PROMPT
Repeat the lines of the listing below exactly, starting at the line that contains "the red compound" and running through the last line, both included, and only those.

MATERIAL TO PROCESS

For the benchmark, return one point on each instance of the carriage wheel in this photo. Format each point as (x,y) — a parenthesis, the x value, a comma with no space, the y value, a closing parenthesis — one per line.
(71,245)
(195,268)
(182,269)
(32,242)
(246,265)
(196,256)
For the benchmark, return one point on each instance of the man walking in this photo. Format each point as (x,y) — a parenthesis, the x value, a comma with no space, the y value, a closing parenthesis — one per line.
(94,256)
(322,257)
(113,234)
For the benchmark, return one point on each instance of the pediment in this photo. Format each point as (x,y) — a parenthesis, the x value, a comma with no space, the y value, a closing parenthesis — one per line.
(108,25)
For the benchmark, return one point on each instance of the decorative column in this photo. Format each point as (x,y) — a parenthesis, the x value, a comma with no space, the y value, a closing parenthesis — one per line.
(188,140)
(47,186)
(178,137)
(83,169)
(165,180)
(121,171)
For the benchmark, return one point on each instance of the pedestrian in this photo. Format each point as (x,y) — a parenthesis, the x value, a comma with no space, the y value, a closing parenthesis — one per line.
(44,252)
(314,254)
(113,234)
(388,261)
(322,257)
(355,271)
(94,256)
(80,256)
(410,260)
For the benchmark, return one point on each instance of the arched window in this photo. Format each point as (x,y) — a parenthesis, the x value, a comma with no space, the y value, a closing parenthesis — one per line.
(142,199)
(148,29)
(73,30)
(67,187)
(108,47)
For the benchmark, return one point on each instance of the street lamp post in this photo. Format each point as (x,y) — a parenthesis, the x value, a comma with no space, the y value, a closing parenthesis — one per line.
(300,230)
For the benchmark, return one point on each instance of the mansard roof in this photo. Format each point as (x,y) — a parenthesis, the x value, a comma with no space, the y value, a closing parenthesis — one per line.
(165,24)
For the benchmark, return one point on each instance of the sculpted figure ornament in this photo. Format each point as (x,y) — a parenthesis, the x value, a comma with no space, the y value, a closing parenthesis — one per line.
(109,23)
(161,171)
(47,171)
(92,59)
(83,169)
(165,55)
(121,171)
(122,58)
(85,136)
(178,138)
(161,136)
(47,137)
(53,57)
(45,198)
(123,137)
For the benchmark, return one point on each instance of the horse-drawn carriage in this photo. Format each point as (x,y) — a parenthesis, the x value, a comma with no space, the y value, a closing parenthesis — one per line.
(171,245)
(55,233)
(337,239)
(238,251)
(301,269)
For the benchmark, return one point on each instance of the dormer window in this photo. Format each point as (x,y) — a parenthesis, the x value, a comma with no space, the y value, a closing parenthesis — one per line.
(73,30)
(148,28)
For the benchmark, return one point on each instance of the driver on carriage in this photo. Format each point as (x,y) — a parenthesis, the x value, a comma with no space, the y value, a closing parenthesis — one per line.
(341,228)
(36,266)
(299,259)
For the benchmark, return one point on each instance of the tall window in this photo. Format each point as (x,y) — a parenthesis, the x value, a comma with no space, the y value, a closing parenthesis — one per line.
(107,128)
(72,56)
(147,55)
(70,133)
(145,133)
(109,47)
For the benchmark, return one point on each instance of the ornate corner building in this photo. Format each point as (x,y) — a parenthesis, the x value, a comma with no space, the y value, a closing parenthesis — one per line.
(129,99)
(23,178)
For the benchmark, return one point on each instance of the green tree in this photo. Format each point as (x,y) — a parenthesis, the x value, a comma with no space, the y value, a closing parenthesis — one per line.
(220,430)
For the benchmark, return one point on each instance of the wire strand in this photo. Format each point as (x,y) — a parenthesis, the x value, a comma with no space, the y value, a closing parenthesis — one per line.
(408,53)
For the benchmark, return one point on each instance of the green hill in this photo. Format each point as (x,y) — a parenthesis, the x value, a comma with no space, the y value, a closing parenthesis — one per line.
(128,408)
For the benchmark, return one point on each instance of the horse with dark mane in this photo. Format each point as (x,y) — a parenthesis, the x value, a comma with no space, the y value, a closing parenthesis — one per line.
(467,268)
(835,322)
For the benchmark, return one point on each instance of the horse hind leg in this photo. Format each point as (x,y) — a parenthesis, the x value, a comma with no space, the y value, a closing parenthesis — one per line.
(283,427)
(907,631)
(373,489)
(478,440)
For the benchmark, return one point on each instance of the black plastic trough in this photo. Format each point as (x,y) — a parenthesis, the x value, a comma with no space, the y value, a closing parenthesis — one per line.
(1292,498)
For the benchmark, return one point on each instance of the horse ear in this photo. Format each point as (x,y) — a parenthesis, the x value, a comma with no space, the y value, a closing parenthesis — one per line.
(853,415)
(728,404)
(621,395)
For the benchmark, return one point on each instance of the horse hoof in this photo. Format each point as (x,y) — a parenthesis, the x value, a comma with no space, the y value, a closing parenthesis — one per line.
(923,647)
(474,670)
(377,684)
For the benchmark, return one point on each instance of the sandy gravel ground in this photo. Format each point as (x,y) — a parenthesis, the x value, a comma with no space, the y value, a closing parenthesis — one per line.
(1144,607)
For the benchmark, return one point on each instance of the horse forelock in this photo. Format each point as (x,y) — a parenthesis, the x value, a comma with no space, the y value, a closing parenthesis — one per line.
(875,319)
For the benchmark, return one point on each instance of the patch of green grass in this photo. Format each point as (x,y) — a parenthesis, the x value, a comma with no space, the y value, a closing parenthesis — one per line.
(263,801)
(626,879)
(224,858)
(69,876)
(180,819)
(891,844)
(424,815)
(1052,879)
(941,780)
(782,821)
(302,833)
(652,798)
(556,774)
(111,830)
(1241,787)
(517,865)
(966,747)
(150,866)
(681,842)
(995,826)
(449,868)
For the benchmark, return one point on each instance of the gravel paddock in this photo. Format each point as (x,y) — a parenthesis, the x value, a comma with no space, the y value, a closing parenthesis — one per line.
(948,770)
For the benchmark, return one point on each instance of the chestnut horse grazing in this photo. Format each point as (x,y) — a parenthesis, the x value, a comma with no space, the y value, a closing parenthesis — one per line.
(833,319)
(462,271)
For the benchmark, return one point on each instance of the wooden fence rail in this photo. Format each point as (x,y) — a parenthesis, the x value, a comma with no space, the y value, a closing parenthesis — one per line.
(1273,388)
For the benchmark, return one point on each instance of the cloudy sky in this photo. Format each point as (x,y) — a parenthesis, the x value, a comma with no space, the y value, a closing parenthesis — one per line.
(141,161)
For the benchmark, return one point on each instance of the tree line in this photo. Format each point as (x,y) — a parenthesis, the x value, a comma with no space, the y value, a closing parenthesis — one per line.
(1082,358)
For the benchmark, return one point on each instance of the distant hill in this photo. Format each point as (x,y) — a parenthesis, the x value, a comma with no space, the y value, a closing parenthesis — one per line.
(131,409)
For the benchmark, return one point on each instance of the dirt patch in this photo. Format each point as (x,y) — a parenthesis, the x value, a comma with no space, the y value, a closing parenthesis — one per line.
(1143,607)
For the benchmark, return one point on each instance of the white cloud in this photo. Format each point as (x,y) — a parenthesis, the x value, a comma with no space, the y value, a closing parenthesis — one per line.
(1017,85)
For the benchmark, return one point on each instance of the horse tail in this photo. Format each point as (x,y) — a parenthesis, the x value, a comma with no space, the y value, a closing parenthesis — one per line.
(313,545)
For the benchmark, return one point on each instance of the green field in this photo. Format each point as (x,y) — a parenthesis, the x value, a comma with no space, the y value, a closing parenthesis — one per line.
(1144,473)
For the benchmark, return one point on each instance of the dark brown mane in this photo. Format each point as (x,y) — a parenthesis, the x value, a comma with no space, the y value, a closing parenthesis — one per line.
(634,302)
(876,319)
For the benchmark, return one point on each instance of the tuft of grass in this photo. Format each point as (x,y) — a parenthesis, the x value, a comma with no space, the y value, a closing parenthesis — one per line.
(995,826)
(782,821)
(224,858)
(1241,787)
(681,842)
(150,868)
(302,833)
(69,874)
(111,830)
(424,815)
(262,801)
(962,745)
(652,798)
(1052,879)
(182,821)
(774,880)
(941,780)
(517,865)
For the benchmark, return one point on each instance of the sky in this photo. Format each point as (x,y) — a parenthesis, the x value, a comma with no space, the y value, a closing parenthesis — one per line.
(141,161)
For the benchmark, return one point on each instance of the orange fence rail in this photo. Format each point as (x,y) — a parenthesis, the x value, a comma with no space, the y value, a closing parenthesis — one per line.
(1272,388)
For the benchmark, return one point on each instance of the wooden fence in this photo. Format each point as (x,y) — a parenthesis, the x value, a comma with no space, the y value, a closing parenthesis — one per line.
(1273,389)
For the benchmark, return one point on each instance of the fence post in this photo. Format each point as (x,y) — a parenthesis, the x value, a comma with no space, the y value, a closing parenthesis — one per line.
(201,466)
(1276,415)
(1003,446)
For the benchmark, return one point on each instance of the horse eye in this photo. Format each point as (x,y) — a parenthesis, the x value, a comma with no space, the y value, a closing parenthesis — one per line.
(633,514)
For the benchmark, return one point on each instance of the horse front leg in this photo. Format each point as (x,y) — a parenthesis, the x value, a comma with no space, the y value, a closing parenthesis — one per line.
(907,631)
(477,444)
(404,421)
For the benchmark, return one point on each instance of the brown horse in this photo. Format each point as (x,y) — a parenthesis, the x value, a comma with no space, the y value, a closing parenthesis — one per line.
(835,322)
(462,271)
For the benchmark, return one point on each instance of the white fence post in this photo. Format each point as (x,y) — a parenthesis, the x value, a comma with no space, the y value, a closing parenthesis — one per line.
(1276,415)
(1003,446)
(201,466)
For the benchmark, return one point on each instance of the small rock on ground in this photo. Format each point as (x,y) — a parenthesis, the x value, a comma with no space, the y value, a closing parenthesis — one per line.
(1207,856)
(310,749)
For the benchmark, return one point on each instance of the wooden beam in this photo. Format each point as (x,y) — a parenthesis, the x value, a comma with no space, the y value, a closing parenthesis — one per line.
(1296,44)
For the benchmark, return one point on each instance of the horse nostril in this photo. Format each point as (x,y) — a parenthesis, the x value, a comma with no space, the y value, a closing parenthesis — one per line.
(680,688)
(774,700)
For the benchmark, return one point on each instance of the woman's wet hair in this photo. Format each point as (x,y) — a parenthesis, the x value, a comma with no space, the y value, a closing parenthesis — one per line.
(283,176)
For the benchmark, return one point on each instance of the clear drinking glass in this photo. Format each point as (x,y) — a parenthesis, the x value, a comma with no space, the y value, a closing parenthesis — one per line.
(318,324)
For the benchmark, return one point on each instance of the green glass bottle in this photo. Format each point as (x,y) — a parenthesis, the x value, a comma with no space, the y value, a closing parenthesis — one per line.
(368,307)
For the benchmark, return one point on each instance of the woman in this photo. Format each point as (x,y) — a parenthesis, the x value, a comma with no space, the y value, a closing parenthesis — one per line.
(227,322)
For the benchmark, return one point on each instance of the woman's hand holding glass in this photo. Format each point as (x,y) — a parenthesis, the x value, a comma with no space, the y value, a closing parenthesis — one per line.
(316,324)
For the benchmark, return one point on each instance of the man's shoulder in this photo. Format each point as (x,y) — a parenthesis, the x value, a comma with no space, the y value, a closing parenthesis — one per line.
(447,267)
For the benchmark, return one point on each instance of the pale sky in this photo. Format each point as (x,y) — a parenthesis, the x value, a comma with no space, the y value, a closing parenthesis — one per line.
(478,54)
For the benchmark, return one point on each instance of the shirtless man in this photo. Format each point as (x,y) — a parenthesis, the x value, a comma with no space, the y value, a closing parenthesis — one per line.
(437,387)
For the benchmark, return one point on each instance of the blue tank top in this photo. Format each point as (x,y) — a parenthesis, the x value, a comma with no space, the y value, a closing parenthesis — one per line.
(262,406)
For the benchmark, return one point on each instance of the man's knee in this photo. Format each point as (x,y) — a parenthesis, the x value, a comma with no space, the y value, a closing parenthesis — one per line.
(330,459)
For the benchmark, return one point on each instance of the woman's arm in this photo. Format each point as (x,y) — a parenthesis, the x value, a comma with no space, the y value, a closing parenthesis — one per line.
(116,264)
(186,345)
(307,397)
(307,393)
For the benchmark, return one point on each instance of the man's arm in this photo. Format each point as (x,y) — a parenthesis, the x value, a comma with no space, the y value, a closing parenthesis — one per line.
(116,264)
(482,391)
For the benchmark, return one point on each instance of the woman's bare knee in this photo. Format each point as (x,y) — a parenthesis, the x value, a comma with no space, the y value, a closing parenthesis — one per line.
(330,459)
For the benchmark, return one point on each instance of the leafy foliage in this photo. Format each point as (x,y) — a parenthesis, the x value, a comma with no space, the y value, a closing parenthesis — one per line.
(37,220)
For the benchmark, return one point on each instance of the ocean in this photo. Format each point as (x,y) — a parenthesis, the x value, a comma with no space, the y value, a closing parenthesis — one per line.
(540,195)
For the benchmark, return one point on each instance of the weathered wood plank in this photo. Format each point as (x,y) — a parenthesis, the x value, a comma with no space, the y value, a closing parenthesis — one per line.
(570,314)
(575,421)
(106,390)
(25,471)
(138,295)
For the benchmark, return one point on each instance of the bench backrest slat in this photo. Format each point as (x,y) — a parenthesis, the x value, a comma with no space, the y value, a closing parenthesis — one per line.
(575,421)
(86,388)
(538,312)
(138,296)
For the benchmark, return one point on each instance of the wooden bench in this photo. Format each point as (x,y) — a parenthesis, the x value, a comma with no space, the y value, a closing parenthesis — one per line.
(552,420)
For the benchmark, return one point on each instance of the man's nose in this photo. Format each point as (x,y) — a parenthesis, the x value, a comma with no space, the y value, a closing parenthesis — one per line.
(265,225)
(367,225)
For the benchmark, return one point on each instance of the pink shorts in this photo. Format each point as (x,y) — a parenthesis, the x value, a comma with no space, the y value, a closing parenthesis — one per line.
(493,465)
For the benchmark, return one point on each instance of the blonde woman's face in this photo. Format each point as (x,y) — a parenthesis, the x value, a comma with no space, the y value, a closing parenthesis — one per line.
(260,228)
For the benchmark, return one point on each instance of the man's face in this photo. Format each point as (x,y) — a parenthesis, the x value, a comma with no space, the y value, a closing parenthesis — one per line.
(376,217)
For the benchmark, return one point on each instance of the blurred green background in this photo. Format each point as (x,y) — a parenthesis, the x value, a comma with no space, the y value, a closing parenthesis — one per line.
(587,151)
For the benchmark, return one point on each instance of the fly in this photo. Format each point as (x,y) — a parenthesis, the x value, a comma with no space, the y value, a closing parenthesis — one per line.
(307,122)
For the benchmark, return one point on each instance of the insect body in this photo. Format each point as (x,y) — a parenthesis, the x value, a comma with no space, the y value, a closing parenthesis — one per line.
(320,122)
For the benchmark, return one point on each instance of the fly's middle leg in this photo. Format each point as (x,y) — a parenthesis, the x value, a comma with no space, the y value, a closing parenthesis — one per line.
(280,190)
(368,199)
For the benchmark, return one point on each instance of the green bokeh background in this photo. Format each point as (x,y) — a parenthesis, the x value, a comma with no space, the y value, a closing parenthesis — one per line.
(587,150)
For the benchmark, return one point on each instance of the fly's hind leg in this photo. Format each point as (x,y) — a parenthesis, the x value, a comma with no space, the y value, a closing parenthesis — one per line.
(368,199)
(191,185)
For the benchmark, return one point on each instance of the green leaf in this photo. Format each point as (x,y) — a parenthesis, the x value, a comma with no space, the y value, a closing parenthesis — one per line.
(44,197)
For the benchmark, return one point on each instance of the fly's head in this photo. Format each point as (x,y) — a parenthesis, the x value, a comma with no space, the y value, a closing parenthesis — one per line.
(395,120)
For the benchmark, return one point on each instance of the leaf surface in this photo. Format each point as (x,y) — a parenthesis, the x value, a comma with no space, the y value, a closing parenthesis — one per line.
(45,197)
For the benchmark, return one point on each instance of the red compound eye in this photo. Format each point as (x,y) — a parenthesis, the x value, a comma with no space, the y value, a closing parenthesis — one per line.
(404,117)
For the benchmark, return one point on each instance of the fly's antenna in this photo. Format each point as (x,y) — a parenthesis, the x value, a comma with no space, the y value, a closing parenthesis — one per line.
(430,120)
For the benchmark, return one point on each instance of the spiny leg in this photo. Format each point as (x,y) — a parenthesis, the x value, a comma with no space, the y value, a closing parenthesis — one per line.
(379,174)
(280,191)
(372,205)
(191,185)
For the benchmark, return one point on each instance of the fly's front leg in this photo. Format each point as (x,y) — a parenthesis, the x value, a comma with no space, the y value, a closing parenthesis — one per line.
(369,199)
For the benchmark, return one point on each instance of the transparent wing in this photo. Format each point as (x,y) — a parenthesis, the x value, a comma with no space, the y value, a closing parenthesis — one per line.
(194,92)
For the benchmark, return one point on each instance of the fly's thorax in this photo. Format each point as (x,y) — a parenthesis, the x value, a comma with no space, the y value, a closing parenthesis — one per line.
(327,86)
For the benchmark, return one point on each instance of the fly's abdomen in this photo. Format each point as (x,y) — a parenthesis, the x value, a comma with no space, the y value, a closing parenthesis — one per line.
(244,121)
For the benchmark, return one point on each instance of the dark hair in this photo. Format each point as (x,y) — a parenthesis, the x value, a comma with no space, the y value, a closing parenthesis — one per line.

SOLUTION TO THE EXERCISE
For the benchmark, return one point on each instance of the red compound eye in this photo. Format each point as (x,y) — a parenthesis, the x value, a comma with no space, the y value, a closing parenthesis — one per line.
(404,117)
For the benchmark, return one point on each instance of the fly's antenna in this photo. Format each point as (x,y) — a parenthesis, the x value, a comma with no space, the y value, a closing parenthesis — one per line.
(430,120)
For the benchmark, return one point on each instance of the spiny leg in this photo. Format each point as (x,y) — a parenthesis, the x value, a comma with no space, the y value, a closing parenthesis — one per line.
(379,174)
(280,191)
(372,205)
(191,185)
For the benchmark, return one point on each instance of the fly's front leg in this photo. Format each point as (x,y) — a parenthesis, the x value, a comma with no space, the y value, a closing parenthesis — one per line.
(369,199)
For the benchmark, return one point on each instance of the transparent wing in this photo. Format each point as (x,y) — a parenthesis, the x value, a comma with no space, the y value, a closing parenthesis — one per line.
(194,92)
For the benchmark, return one point on each instance of the fly's thorax in this photo. Format each point as (x,y) — a parenthesis, the x value, a comma with no space, the y value, a closing parenthesis — one per line.
(327,86)
For the benchmark, return one point on each instance of the fly's abdomen in this photo. Format each point as (x,y) — a parenthesis, the x value, a comma with no space, the y value, a closing parenthesis — one per line.
(244,121)
For the benchmark, return one point on each instance of the dark hair in this photo. Format each point as (x,y) — a parenthesis, the x value, a comma with no space, the y value, a closing parenthesis — one per line.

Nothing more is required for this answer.